The supercooling, if performed at an excessively low temperature, may allow martensite transformation to proceed, and this may impede discharge of carbon into the austenite during austempering after reheating, and the resulting steel may not contain retained austenite in a necessary amount. In contrast, the supercooling, if performed at an excessively high temperature, may fail to lower the CγR, because the difference between the supercooling temperature and the austempering temperature is small. The supercooling, if performed at the supercooling temperature for an excessively long holding time, may fail to give retained austenite in a necessary amount as above, due to proceeding of martensite transformation. The holding time may be short, but is preferably certain duration (5 seconds or longer) from the viewpoint of reproducibility of temperature control in a real operation.
The cooling steps of soaking in the (γ+α) dual-phase region and subsequent supercooling are important particularly for obtaining the desired principal structure, unlike the steel sheet of the prior invention. By soaking in the (α+γ) dual-phase region and subsequently quenching in the above manner, the desired martensite and/or bainitic ferrite (principal structure) can be formed while allowing polygonal ferrite to be formed in a predetermined amount. Among conditions, the average cooling rate significantly affects the form of γR, is thereby extremely important, and should be controlled within the above-specified range so as to allow γR in a predetermined form to be formed between laths of the martensite and/or bainitic ferrite structure. The average cooling rate is not critical in its upper limit, and the higher is, the better. However, the average cooling rate is desirably controlled suitably in consideration of the real operation level.

**Records shown**
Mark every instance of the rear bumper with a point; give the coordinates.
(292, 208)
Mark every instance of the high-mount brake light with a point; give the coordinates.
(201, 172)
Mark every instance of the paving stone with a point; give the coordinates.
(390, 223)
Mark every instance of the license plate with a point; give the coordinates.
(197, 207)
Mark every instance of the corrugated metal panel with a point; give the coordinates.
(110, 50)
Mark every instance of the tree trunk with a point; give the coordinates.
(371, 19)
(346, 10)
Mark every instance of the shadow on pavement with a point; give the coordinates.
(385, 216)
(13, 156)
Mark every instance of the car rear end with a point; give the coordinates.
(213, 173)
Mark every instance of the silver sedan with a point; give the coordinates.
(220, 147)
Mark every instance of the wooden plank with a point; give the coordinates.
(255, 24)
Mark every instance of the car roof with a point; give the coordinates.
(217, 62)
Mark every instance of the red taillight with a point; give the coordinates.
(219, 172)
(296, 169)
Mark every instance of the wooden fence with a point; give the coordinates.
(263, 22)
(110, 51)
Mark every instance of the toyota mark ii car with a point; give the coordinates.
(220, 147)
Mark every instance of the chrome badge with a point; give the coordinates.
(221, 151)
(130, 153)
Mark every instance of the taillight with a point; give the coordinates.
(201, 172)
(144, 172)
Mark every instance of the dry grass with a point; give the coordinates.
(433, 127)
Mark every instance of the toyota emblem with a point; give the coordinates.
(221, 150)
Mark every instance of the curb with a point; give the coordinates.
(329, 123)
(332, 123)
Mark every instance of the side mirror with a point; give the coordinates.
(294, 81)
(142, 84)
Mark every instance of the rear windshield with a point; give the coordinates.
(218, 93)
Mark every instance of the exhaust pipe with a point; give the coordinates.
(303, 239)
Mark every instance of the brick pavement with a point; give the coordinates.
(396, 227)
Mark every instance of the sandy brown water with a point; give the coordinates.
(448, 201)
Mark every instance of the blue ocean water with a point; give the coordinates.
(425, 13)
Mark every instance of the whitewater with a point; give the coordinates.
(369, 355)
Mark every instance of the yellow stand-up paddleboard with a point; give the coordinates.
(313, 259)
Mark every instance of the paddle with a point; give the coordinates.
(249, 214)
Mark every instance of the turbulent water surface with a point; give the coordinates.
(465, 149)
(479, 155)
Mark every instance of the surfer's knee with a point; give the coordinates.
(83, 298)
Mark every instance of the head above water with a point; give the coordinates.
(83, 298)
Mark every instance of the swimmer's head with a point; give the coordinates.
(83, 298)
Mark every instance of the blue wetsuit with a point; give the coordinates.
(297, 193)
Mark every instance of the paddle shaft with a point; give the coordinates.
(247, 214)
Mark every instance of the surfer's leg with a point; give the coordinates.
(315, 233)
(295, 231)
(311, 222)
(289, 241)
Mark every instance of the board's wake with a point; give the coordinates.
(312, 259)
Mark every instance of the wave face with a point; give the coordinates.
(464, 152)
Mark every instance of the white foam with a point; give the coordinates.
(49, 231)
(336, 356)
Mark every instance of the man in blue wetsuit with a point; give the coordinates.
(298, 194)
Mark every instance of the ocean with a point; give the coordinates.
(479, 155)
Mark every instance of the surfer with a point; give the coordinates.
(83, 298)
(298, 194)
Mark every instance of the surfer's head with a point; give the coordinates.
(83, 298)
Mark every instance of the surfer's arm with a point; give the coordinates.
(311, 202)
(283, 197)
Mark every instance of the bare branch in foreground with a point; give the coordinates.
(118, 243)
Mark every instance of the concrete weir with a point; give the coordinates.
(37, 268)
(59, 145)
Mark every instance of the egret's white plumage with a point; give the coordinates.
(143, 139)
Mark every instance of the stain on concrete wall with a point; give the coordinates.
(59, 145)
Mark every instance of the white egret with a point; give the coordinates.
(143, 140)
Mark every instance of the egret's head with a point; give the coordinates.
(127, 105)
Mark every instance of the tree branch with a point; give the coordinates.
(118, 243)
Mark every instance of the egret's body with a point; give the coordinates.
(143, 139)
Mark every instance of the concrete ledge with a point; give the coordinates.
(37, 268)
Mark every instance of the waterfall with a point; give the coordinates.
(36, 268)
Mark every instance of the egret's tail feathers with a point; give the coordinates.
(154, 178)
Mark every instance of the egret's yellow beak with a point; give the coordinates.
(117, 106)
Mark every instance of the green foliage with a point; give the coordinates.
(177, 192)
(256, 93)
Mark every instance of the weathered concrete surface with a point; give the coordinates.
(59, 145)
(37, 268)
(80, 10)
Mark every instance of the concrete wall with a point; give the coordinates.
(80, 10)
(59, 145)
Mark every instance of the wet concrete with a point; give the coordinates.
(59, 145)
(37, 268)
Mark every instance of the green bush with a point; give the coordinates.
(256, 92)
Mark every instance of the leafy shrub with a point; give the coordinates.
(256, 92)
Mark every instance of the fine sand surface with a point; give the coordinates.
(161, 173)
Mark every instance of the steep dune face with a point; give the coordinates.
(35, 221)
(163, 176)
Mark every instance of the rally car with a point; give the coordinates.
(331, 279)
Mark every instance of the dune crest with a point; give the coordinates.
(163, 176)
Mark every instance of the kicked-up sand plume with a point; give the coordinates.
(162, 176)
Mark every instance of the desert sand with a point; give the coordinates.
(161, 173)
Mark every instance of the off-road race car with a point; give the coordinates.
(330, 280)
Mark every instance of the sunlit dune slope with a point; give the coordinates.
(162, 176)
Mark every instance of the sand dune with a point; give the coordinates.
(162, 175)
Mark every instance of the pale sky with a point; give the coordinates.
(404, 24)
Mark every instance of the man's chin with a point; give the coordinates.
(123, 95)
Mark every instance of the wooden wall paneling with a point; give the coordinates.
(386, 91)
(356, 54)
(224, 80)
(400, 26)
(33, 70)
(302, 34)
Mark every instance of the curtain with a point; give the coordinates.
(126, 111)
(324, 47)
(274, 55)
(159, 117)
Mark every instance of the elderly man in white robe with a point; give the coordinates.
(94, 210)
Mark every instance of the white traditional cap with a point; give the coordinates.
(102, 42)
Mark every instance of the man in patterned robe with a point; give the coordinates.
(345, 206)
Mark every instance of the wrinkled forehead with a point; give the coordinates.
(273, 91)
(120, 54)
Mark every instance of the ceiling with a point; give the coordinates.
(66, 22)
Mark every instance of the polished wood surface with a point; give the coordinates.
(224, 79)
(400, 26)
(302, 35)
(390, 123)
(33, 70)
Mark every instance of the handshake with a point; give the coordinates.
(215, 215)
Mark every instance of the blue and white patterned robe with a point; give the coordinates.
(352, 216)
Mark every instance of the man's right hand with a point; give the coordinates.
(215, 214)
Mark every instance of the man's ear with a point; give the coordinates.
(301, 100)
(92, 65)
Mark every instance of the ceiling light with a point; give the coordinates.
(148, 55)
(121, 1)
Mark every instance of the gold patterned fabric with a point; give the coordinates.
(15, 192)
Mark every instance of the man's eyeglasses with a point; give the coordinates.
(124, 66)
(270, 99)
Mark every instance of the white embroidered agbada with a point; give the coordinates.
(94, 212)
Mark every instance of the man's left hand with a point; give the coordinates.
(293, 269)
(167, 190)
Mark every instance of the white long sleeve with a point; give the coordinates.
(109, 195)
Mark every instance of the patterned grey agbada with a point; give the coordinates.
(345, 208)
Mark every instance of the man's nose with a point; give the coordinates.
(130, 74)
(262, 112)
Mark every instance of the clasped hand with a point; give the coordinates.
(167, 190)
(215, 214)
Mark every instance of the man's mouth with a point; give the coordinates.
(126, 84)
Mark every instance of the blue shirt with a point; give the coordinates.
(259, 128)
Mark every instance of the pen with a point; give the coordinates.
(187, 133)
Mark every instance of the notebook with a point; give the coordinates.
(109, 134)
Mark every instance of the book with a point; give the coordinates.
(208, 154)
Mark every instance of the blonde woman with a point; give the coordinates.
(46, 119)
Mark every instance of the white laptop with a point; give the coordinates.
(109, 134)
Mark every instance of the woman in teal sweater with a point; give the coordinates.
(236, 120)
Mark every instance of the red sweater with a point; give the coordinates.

**Task description**
Transcribe the full passage above on supercooling and cooling steps for steel sheet, word for word.

**Completed task**
The supercooling, if performed at an excessively low temperature, may allow martensite transformation to proceed, and this may impede discharge of carbon into the austenite during austempering after reheating, and the resulting steel may not contain retained austenite in a necessary amount. In contrast, the supercooling, if performed at an excessively high temperature, may fail to lower the CγR, because the difference between the supercooling temperature and the austempering temperature is small. The supercooling, if performed at the supercooling temperature for an excessively long holding time, may fail to give retained austenite in a necessary amount as above, due to proceeding of martensite transformation. The holding time may be short, but is preferably certain duration (5 seconds or longer) from the viewpoint of reproducibility of temperature control in a real operation.
The cooling steps of soaking in the (γ+α) dual-phase region and subsequent supercooling are important particularly for obtaining the desired principal structure, unlike the steel sheet of the prior invention. By soaking in the (α+γ) dual-phase region and subsequently quenching in the above manner, the desired martensite and/or bainitic ferrite (principal structure) can be formed while allowing polygonal ferrite to be formed in a predetermined amount. Among conditions, the average cooling rate significantly affects the form of γR, is thereby extremely important, and should be controlled within the above-specified range so as to allow γR in a predetermined form to be formed between laths of the martensite and/or bainitic ferrite structure. The average cooling rate is not critical in its upper limit, and the higher is, the better. However, the average cooling rate is desirably controlled suitably in consideration of the real operation level.